■ Provided records
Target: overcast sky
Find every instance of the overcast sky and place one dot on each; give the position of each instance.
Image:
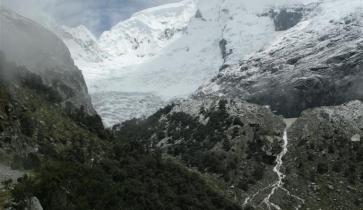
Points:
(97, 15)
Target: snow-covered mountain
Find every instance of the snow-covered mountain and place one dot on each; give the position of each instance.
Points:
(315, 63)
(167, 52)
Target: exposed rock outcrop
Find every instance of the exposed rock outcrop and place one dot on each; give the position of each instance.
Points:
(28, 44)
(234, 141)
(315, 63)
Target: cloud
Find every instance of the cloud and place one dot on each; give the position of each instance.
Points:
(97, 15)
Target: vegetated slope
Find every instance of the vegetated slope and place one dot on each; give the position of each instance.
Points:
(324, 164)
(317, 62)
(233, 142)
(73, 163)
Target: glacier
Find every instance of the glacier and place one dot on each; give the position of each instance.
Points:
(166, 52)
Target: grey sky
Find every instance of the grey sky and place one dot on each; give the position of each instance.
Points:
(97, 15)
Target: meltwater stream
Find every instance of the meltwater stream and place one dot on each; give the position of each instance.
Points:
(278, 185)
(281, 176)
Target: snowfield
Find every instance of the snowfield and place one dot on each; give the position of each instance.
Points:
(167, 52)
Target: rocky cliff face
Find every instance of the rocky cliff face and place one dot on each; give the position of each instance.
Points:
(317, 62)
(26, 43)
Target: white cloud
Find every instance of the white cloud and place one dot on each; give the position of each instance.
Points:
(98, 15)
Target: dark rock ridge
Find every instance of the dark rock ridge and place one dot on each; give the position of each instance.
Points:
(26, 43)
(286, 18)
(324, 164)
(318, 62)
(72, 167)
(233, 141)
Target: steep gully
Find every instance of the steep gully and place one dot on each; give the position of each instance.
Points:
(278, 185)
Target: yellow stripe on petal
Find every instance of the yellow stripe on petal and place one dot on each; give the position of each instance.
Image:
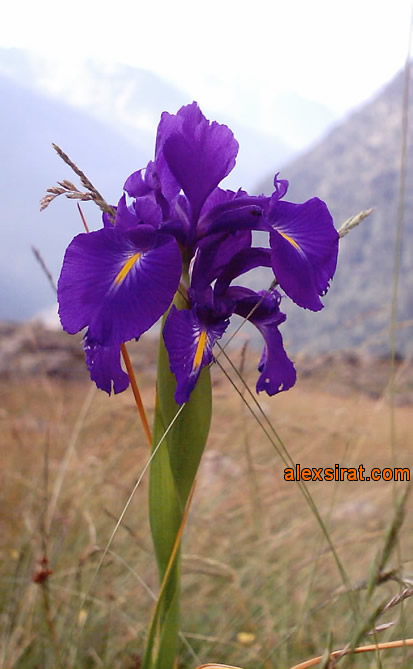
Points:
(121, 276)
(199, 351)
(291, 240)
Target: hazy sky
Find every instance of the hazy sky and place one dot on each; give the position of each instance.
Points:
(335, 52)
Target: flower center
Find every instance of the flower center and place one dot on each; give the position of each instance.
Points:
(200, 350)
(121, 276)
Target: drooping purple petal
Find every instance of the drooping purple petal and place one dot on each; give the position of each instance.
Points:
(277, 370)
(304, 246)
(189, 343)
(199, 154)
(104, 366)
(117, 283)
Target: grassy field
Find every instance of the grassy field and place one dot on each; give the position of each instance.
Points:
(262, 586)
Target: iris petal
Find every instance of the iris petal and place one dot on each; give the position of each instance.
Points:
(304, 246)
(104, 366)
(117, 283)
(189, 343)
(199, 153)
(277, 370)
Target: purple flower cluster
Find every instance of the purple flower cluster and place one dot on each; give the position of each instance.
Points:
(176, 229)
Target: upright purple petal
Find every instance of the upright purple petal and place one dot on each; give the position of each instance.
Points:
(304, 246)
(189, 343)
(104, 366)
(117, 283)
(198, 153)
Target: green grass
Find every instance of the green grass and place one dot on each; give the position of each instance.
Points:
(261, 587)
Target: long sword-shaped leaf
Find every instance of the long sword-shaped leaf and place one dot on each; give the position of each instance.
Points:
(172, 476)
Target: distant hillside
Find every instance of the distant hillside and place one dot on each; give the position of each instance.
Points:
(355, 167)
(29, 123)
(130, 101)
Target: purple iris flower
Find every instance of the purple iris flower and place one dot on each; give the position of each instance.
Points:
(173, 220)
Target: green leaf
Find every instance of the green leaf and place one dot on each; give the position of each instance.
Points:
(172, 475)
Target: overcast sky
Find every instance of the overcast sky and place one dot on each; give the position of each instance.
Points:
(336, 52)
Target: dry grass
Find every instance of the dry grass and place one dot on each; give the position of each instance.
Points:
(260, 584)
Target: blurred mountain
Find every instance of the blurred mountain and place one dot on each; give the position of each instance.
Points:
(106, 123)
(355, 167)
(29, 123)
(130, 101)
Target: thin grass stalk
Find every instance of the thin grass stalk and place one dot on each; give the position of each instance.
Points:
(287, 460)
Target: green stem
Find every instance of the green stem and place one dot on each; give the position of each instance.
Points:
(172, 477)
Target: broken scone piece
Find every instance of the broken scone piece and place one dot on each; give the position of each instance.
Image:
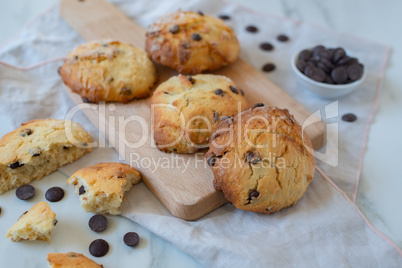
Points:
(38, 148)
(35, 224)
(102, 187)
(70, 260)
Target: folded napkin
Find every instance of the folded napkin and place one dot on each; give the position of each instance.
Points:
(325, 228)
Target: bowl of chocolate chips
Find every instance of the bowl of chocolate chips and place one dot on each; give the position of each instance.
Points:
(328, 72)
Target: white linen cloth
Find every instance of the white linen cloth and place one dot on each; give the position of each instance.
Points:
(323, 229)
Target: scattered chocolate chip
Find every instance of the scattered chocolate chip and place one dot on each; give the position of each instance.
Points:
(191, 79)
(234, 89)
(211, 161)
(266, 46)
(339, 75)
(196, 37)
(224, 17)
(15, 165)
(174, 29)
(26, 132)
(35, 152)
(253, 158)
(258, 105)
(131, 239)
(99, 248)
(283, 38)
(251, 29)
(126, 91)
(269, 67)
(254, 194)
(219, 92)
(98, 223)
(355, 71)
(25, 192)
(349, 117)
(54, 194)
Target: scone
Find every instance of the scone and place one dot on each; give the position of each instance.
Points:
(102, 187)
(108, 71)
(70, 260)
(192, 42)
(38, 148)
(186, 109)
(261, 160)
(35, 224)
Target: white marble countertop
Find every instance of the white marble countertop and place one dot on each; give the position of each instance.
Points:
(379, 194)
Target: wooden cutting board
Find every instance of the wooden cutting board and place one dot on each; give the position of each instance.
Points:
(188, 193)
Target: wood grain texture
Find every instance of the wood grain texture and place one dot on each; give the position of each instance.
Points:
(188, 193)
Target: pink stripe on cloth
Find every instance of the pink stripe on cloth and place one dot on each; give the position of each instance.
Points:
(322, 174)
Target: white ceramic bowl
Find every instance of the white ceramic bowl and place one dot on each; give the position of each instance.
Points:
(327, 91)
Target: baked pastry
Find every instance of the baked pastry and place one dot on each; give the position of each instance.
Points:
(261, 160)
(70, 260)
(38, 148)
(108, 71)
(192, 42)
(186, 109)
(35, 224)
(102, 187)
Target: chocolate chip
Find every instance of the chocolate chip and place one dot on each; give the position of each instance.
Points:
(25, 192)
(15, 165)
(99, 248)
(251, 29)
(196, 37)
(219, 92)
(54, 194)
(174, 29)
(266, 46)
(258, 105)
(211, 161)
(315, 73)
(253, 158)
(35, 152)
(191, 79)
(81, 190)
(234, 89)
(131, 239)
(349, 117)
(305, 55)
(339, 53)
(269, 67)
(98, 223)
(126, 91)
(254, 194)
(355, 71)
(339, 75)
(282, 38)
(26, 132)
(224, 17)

■ The request
Pictures are to be left out; the records above must be repeated word for word.

■ Correct output
Target: overcast sky
Find every instance of the overcast sky and place one dot on each; give the position of each instance.
Image:
Points:
(97, 15)
Target: snow-covered mountain
Find every instance of the snow-covered mountain and place one dot on each; give the position of each instance.
Points:
(315, 63)
(167, 52)
Target: exposed rock outcrop
Find every instance of the exposed rock outcrop and place one dot on each; give the position of each instance.
Points:
(28, 44)
(234, 141)
(315, 63)
Target: cloud
Find every instance of the cloud and place one dot on each; give the position of each instance.
Points:
(97, 15)
Target: vegetated slope
Find every instance of the vegetated slope and place one dot on each; give the position of each instance.
Points:
(324, 164)
(317, 62)
(233, 142)
(73, 163)
Target: glacier
Find every instance of the glacier and place one dot on each; give the position of each instance.
Points:
(166, 52)
Target: grey sky
Find every instance of the grey sky and place one dot on each; give the position of each instance.
Points:
(97, 15)
Target: meltwater stream
Find every instance of the meltwater stream and place one dot on each; give the position of each instance.
Points:
(278, 185)
(281, 176)
Target: snowfield
Find every instance of the snowfield and place one dot on each; give the position of each instance.
Points:
(167, 52)
Target: rocky cliff face
Find every instance of the rocky cliff face and place one dot on each; give the position of each instance.
Points:
(317, 62)
(26, 43)
Target: white cloud
Find every instance of the white cloud and place one dot on each; give the position of each instance.
Points:
(98, 15)
Target: dark rock ridge
Find every instance of the dark rock ridge and place one dot on each; give the position of each instance.
Points:
(26, 43)
(286, 18)
(324, 164)
(318, 62)
(72, 167)
(233, 141)
Target: steep gully
Find every instance of the steep gully and place one dot on each; give the position of each instance.
Points:
(278, 185)
Target: yellow stripe on petal
Find every instance of the yellow stripe on petal and place one dot on each; give the position of each instance.
Image:
Points:
(121, 276)
(199, 351)
(291, 240)
Target: hazy sky
Find every instance of the hazy sky and place one dot on each; give the position of each instance.
Points:
(335, 52)
Target: flower center
Find every instance of the flower center and place one dot on each; give the position of each instance.
Points:
(200, 350)
(121, 276)
Target: drooping purple petal
Find every instance of the drooping purple petal and place one dot on each; give the position of each instance.
Points:
(277, 370)
(304, 246)
(189, 343)
(199, 154)
(104, 366)
(117, 283)
Target: grassy field
Find every instance of the grassy field and place one dot on each; give the position of each instance.
Points:
(262, 586)
Target: iris petal
Find every instance of the iris petal and place one dot on each; give the position of each instance.
Points:
(304, 246)
(104, 366)
(117, 283)
(189, 343)
(199, 153)
(277, 370)
Target: purple flower cluster
Find every instance of the purple flower cluster and place one dot on each; give the position of each instance.
Points:
(176, 229)
Target: upright purple petal
Find every instance of the upright purple petal and place one dot on each; give the position of each instance.
Points:
(304, 246)
(189, 343)
(104, 366)
(117, 283)
(198, 153)
Target: green grass
Find every instance of the green grass and place one dot on each; give the position of each instance.
Points:
(261, 587)
Target: long sword-shaped leaf
Find every instance of the long sword-shaped leaf and place one dot on each; give the position of each instance.
Points:
(172, 476)
Target: distant hillside
Find every instance of the distant hillside and place one dot on each; give the position of each instance.
Points:
(355, 167)
(29, 123)
(130, 101)
Target: purple iris flower
Find every instance of the purple iris flower and place one dot on each; give the position of each instance.
Points:
(173, 220)
Target: green leaf
Find every instance of the green leaf and place one dot on each; give the position of each instance.
Points:
(172, 475)
Target: overcast sky
Find every instance of the overcast sky and place one dot on each; give the position of each instance.
Points:
(336, 52)
Target: dry grass
Find every instance of the dry grass and place one dot on each; give the position of each instance.
Points:
(260, 584)
Target: blurred mountain
Find every instance of the blurred mountain and place one dot on each; give the position of each instance.
Points:
(106, 123)
(355, 167)
(29, 123)
(130, 101)
Target: thin grass stalk
Find every instance of the thin grass stalk and place one dot on each; give the position of each instance.
Points:
(287, 460)
Target: green stem
Find every instance of the green stem and place one dot on each; give the position of each instance.
Points:
(172, 477)
Target: broken scone piece
Find every instance of the broken scone piece and place one dot on each; give the position of each instance.
Image:
Points:
(38, 148)
(35, 224)
(102, 187)
(70, 260)
Target: folded napkin
Find every instance of the folded napkin and place one dot on each; give the position of each instance.
Points:
(325, 228)
Target: bowl of chocolate chips
Find every instance of the bowl of chocolate chips and place one dot on each; give the position of each instance.
Points:
(328, 72)
Target: white linen cloth
Find every instance of the white linen cloth and place one dot on each; give the position of each instance.
Points:
(323, 229)
Target: scattered chocolate chip
Find every instance of the scattered chocolate chip and place one dot on each; give the position of each instance.
Points:
(191, 79)
(234, 89)
(211, 161)
(266, 46)
(339, 75)
(196, 37)
(224, 17)
(15, 165)
(174, 29)
(26, 132)
(35, 152)
(253, 158)
(258, 105)
(131, 239)
(99, 248)
(283, 38)
(251, 29)
(126, 91)
(269, 67)
(254, 194)
(219, 92)
(98, 223)
(355, 71)
(25, 192)
(349, 117)
(54, 194)
Target: scone
Find every instance of the scone and place one dot on each; give the position of each instance.
Points:
(102, 187)
(108, 71)
(70, 260)
(192, 42)
(38, 148)
(186, 109)
(261, 160)
(35, 224)
Target: white marble countertop
Find every instance of the white marble countertop and place one dot on each; give the position of each instance.
Points:
(379, 194)
Target: wooden cutting board
Find every instance of the wooden cutting board and place one dot on each; give the position of each instance.
Points:
(188, 193)
Target: wood grain texture
Find every instance of the wood grain texture and place one dot on each; give the position of each instance.
Points:
(188, 193)
Target: pink stripe on cloth
Find every instance of the pink stripe on cloth and place one dot on each; give the position of each instance.
Points:
(322, 174)
Target: white ceramic bowl
Find every instance of the white ceramic bowl and place one dot on each; give the position of each instance.
Points:
(327, 91)
Target: baked pastry
Find every instance of the baked pastry and place one dot on each; give the position of each instance.
Points:
(261, 160)
(70, 260)
(38, 148)
(108, 71)
(192, 42)
(186, 109)
(35, 224)
(102, 187)
Target: chocolate chip
Find every instance of the chocolate chip and place one dot on each; give the position of each instance.
Points:
(25, 192)
(15, 165)
(99, 248)
(251, 29)
(196, 37)
(219, 92)
(54, 194)
(174, 29)
(266, 46)
(258, 105)
(211, 161)
(315, 73)
(253, 158)
(35, 152)
(191, 79)
(81, 190)
(234, 89)
(131, 239)
(349, 117)
(305, 55)
(339, 53)
(269, 67)
(98, 223)
(126, 91)
(254, 194)
(355, 71)
(339, 75)
(282, 38)
(26, 132)
(224, 17)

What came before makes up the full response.